● **Extract to read**
BEGIN
Supermarket Morrisons has logged a surprise rise in profits for the year, driven in part by shoppers stocking up ahead of a coronavirus lockdown.
The chain reported adjusted pre-tax profits of £435m compared to £406m year-to-year, despite like-for-like sales falling 0.8%. The Board declared a final dividend of 4.84p for a full-year pay-out of 8.77p compared to 12.6p the previous year and share price rose 6%.
With like for like sales now flat, rather than in decline, Morrisons is chipper about its position. “Morrisons is operating from a very robust financial position,” says the company. “We have a strong balance sheet, with low debt and a strong maturity profile. Cash flows and liquidity are also very strong. As at the end of 2019/20, we had cash and cash-equivalents of £305m and access to undrawn revolving credit facilities (RCFs) of £1.45bn. Our store portfolio is overwhelmingly freehold (87%), and our pensions are in surplus.”
Commenting on the results, Andrew Higginson, Chair, and David Potts, Chief Executive, says: “We are currently facing unprecedented challenges and uncertainty dealing with COVID- 19. Looking after our colleagues and customers is our priority, ensuring that we have a clean, safe place to shop and work.”
He continues: “At Morrisons, we have a strong, experienced, and above all, determined team of the best food makers and shopkeepers in Britain. We promise to work as hard as we can for customers, suppliers, and all stakeholders to keep our shops operating as smoothly as possible. Thank you to all our colleagues for your incredible efforts so far.”
END
● **Study questions**
A. In the Morrisons article, what adjusted pre-tax profit did the chain report?
B. Please quote the Morrisons article from "Supermarket Morrisons has" up to and including "price rose 6%.".

● **Supplied entries**
BEGIN
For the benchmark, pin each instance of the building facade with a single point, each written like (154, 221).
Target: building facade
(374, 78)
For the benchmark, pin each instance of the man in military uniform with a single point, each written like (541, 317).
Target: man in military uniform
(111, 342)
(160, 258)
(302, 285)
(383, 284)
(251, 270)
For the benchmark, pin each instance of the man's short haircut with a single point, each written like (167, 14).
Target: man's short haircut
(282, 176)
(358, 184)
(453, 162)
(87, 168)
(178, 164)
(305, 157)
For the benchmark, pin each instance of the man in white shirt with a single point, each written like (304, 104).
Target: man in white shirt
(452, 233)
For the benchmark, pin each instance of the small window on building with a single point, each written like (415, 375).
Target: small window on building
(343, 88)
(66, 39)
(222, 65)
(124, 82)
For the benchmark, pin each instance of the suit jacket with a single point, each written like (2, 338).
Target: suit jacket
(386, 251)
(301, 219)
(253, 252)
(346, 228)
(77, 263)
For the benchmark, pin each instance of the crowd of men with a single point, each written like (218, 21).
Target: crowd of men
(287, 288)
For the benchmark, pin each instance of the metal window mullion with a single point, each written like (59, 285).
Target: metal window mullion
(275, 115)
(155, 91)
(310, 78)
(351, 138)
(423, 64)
END
● **Solutions for each task**
A. £435m

B.
Supermarket Morrisons has logged a surprise rise in profits for the year, driven in part by shoppers stocking up ahead of a coronavirus lockdown.
The chain reported adjusted pre-tax profits of £435m compared to £406m year-to-year, despite like-for-like sales falling 0.8%. The Board declared a final dividend of 4.84p for a full-year pay-out of 8.77p compared to 12.6p the previous year and share price rose 6%.